» To do
An exact transcription of every entry is required. Images are not part of it.

» Source records
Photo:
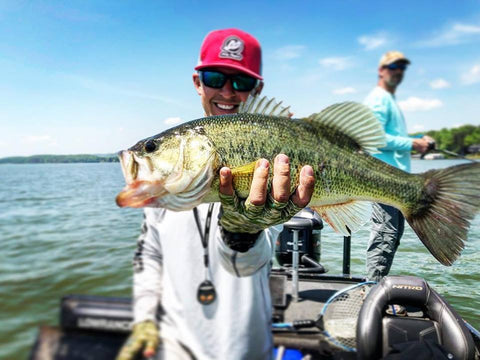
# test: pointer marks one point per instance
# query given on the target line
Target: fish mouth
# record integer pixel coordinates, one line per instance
(140, 193)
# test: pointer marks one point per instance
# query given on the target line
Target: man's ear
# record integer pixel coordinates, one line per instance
(197, 83)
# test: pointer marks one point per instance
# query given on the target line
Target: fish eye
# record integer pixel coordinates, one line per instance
(150, 146)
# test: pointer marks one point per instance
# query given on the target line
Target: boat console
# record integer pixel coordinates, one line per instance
(95, 327)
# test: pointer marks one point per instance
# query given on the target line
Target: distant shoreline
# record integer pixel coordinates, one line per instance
(59, 159)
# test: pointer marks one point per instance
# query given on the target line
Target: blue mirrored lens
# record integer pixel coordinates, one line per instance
(213, 79)
(217, 80)
(396, 66)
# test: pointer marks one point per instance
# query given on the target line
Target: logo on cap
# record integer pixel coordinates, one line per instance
(232, 48)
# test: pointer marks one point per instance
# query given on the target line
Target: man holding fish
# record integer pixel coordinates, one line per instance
(209, 268)
(216, 159)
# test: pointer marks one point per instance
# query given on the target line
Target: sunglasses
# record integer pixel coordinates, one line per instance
(395, 66)
(216, 80)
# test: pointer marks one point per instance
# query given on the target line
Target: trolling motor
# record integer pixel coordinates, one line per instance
(298, 246)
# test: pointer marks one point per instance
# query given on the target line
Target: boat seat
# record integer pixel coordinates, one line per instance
(378, 332)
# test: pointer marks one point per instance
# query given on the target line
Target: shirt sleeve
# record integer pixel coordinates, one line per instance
(148, 266)
(249, 262)
(394, 142)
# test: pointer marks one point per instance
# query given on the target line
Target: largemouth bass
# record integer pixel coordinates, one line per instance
(179, 169)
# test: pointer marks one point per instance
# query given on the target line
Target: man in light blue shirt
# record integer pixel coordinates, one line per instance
(388, 222)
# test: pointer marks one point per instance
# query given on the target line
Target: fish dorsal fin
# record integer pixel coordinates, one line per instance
(264, 106)
(351, 214)
(356, 121)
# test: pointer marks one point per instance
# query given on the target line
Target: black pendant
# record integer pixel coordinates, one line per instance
(206, 293)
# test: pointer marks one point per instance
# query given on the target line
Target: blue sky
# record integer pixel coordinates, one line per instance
(96, 76)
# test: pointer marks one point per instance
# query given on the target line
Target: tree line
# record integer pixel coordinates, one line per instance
(42, 159)
(461, 140)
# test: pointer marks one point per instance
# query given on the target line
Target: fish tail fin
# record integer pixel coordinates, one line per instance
(451, 198)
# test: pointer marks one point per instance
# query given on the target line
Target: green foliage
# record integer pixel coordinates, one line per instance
(456, 139)
(43, 159)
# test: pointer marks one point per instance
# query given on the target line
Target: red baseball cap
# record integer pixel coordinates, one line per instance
(231, 48)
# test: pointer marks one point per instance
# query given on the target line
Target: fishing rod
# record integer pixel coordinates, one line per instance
(432, 145)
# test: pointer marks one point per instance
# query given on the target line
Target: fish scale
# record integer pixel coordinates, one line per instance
(179, 169)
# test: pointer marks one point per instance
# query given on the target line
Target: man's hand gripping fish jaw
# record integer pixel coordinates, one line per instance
(174, 172)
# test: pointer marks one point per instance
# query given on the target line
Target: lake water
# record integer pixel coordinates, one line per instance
(61, 233)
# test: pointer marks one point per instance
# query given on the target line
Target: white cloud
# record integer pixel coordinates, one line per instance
(99, 86)
(172, 121)
(439, 84)
(335, 63)
(472, 76)
(344, 91)
(418, 104)
(289, 52)
(371, 42)
(35, 139)
(418, 127)
(453, 34)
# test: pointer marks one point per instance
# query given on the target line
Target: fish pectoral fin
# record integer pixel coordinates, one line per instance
(243, 170)
(345, 216)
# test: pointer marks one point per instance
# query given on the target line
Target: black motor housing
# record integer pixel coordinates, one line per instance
(309, 226)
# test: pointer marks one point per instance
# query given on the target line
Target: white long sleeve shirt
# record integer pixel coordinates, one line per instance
(169, 268)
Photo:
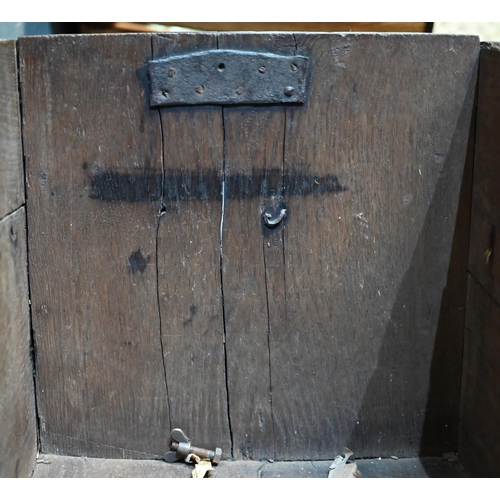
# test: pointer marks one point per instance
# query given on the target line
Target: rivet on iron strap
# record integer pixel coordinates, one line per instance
(228, 77)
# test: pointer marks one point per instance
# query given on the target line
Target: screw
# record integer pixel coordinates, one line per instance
(185, 449)
(182, 448)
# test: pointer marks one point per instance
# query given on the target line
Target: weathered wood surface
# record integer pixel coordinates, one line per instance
(189, 280)
(479, 444)
(52, 466)
(484, 260)
(322, 331)
(18, 444)
(479, 438)
(355, 280)
(94, 164)
(11, 163)
(440, 430)
(252, 255)
(18, 440)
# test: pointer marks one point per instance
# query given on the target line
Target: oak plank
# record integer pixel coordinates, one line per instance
(484, 259)
(190, 294)
(18, 440)
(479, 443)
(94, 161)
(11, 160)
(252, 255)
(365, 269)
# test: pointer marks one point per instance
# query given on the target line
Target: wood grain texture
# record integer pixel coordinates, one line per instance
(480, 405)
(11, 161)
(94, 163)
(479, 439)
(354, 283)
(18, 441)
(365, 269)
(190, 294)
(252, 255)
(484, 259)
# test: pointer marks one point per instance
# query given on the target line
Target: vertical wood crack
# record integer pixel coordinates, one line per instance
(32, 347)
(161, 212)
(223, 195)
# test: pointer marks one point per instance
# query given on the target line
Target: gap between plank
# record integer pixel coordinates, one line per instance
(221, 273)
(161, 212)
(223, 195)
(32, 346)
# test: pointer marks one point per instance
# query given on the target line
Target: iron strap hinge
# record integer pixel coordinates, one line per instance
(227, 77)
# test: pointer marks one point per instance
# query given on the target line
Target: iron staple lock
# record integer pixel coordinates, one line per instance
(227, 77)
(181, 447)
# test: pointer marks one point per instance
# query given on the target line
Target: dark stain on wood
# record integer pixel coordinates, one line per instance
(138, 262)
(97, 396)
(146, 187)
(286, 342)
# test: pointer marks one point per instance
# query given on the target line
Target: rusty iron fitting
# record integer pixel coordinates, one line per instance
(181, 448)
(185, 449)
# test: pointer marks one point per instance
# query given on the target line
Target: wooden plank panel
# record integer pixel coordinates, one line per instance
(365, 269)
(189, 262)
(440, 430)
(480, 405)
(94, 161)
(11, 162)
(18, 442)
(484, 260)
(252, 255)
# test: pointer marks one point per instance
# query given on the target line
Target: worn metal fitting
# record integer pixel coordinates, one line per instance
(181, 447)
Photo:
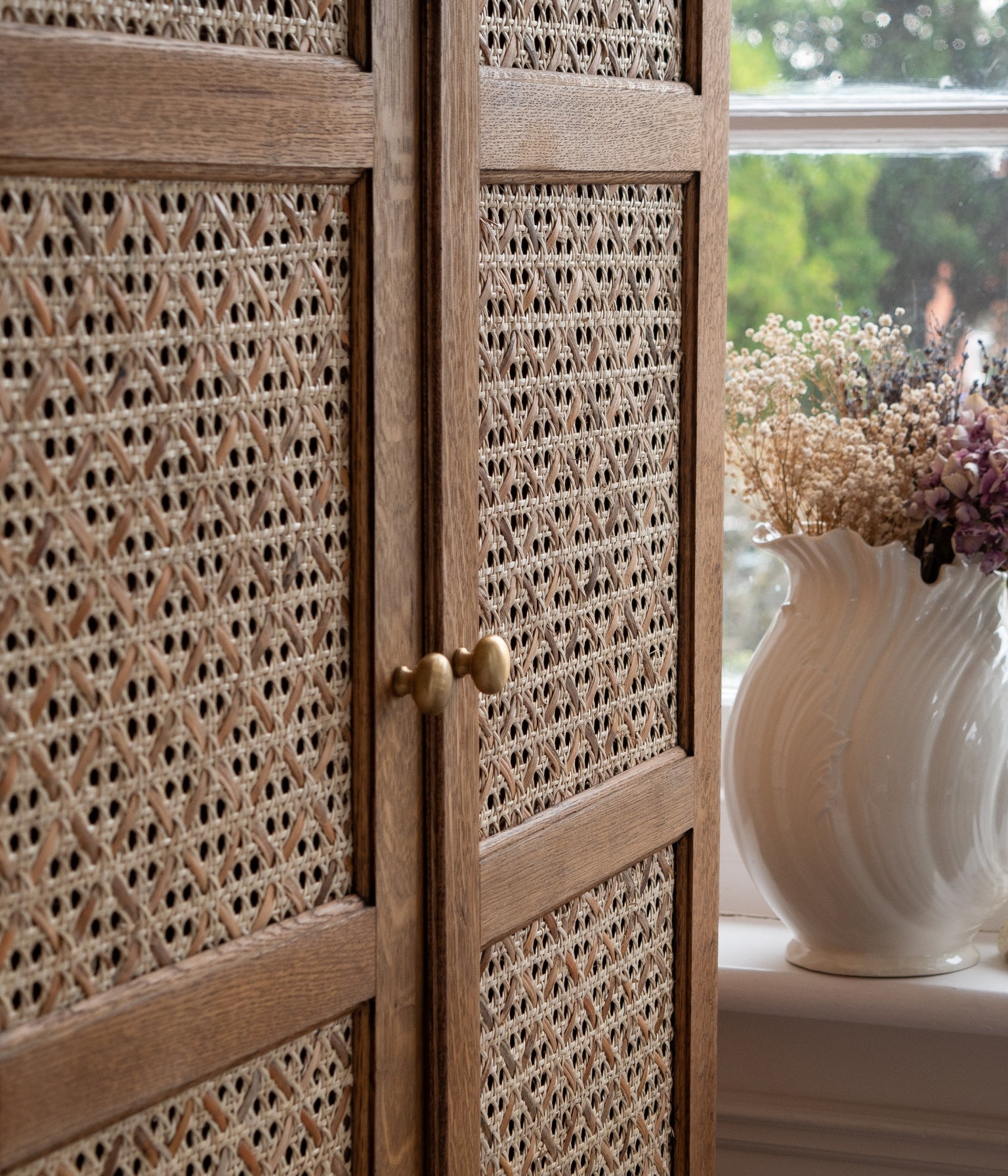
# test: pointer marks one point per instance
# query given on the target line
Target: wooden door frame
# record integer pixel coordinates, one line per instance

» Exercise result
Photo:
# test: pointer marks one point per instance
# query given on the target line
Target: fish mouth
# record integer pixel coordinates, one line per instance
(140, 193)
# test: pointer marks one point per instance
# query given on the target line
Target: man's ear
# record integer pixel coordinates, one line per instance
(197, 83)
# test: pointer marks one point per instance
# query given on the target line
Target: fish eye
# record integer pixel coordinates, one line per instance
(150, 146)
# test: pointer marks one point per instance
# query given on the target line
Target: boat console
# record integer pixel coordinates, one line per instance
(95, 327)
# test: pointer marks one point per instance
# query given on the target line
Target: distant shoreline
# record integer pixel coordinates, one line per instance
(59, 159)
# test: pointer marks one point per instance
# query given on the target line
Target: blue mirrored lens
# record integer pixel coordinates, one line per instance
(213, 79)
(217, 80)
(396, 66)
# test: pointer marks one point per instance
# query given on the target line
Target: logo on cap
# record integer pixel coordinates, one line per instance
(232, 48)
# test: pointer marks one point per instance
# query given on the target line
Target: man holding fish
# record integer pixel coordinates, one line per instance
(209, 268)
(216, 159)
# test: pointer marks one point per instance
# query given on the target line
Target: sunglasses
# record integer pixel coordinates, one line per instance
(395, 66)
(216, 80)
# test: pointer marks one point per instance
# query given on the target line
Target: trolling motor
# record integer pixel coordinates, one line per instance
(298, 246)
# test: pointer marks one point per instance
# query given on the target line
Target: boat seat
# record integer pixel coordinates, one line per instance
(378, 332)
# test: pointer marks one point per instance
# query given on the target line
Target: shirt sleeve
# record integer pixel coordinates, one line per instance
(148, 266)
(249, 262)
(394, 142)
# test: pointer marks one point per instance
# query given on the target line
Target: largemouth bass
# record integer pixel coordinates, one line per instance
(179, 169)
# test: pointer marks one point per instance
# query given on the target line
Target: man in light blue shirt
# record integer pixel coordinates, one line per instance
(388, 222)
# test: pointer marks one point per instance
# query given on the target line
Target: fish dorsal fin
# record integer pixel coordinates, one line per instance
(264, 106)
(351, 214)
(356, 121)
# test: pointer marks one point per instance
# query given on the target line
Target: black pendant
# record integer pixel coordinates, one line per instance
(206, 293)
# test: pointer marks one point per instance
# query given on the target line
Target: blue sky
# record integer pixel coordinates, one line per instance
(96, 76)
# test: pointer marks one point per instance
# query given on the target line
Target: tree line
# record integer pixel coordinates, one line per instance
(42, 159)
(461, 140)
# test: pointer marks one point per instance
# query given on the target line
Target: fish tail fin
# record integer pixel coordinates, one line per instance
(451, 198)
# test: pointer marks one point per instance
# query given on the target line
Target: green foliage
# record integer pixel coordinates, one line per instance
(456, 139)
(43, 159)
# test: pointer marks one point per instance
# query given on the target line
Target: red baseball cap
# record integer pixel coordinates, one line per instance
(231, 48)
# test: pointer marks one point per instance
# query given on the target line
Target: fishing rod
# record integer pixel coordinates, one line per instance
(432, 145)
# test: pointer marks one point per instance
# query given on the target line
Target: fish scale
# record integer pixel coordinates, one line per instance
(179, 169)
# test: pointer marks one point per instance
# query given on the target line
Target: man's hand gripping fish jaw
# record integer pixel coordinates, one line per instance
(174, 172)
# test: pointer marks one point per instance
# query given on the target line
Target: lake water
# record integer pixel coordinates, one line per instance
(61, 233)
# test: pointer marks one point per instance
# query given on the target line
Target: white cloud
# record integer pixel coordinates, one line per instance
(99, 86)
(172, 121)
(439, 84)
(335, 63)
(472, 76)
(344, 91)
(418, 104)
(289, 52)
(371, 42)
(35, 139)
(418, 127)
(453, 34)
# test: pointer marks one point per instance
# query given on the target line
Target: fish pectoral fin
# record integer pixel coordinates, one line per instance
(243, 170)
(345, 216)
# test: pointer marks one point per instance
# query given on the target line
Target: black motor housing
# record integer pixel coordinates, one line per instance
(309, 226)
# test: pointer marks one point per instance
# query given on the target line
Target: white long sleeve shirt
# record integer pixel coordinates, one line per instance
(169, 268)
Photo:
# test: pointer marks one point per instance
# query given on the target line
Target: rivet on iron strap
# record integer pixel coordinates, one line per instance
(228, 77)
# test: pointer marks one point per instance
# query given on the target line
Target: screw
# record integer pixel coordinates, one line per instance
(185, 449)
(182, 448)
# test: pointer marks one point per instance
# query given on the target line
Target: weathered wood surface
# record integer pixel coordinates, one line per instance
(189, 280)
(479, 444)
(52, 466)
(484, 260)
(322, 331)
(18, 444)
(479, 438)
(355, 280)
(94, 164)
(11, 163)
(440, 430)
(252, 255)
(18, 440)
# test: pointer marks one point per instance
# query given on the target line
Target: oak plank
# record integer pixel coordinates, one line per instance
(484, 259)
(190, 294)
(18, 440)
(479, 443)
(94, 161)
(11, 160)
(252, 255)
(365, 269)
# test: pointer marks one point per instance
# query given on the target line
Target: wood grain texture
# record integer pixel coordinates, one line per instance
(480, 405)
(11, 161)
(94, 163)
(479, 439)
(354, 283)
(18, 441)
(365, 269)
(190, 294)
(252, 255)
(484, 259)
# test: pointer marks one point per instance
# query given on the target line
Target: vertical wood crack
# record integer pixel coordinates, one line per instance
(32, 347)
(161, 212)
(223, 195)
# test: pointer marks one point per instance
# query given on the target line
Target: gap between plank
# record integer pixel coordinates, one line per instance
(221, 273)
(161, 212)
(223, 195)
(32, 346)
# test: pointer marks one point per instance
# query given on the target line
Target: iron strap hinge
# record integer pixel coordinates, one line per instance
(227, 77)
# test: pointer marks one point per instance
# query given on the target line
Target: iron staple lock
# record integer pixel coordinates, one line per instance
(227, 77)
(181, 447)
# test: pointer marks one point per instance
# query given on the target line
Target: dark stain on wood
# record integer pixel coordinates, one line per instance
(138, 262)
(97, 396)
(146, 187)
(286, 342)
# test: pointer marks one point per instance
# query given on the target line
Target: rusty iron fitting
# record integer pixel coordinates, one line per instance
(181, 448)
(185, 449)
# test: pointer marks one point per instance
# query given on the target line
Target: wooden plank panel
# record integer pixel coordinates, one line per instance
(365, 269)
(189, 262)
(440, 430)
(480, 405)
(94, 161)
(11, 162)
(18, 442)
(484, 260)
(252, 255)
# test: pointer marks one point per instance
# query given on the target line
Target: worn metal fitting
# record integer pixel coordinates, one line per instance
(181, 447)
Photo:
# test: pointer marks one point per instance
# query given on the target line
Target: wooden door frame
# record integer pixel coordinates, one line per instance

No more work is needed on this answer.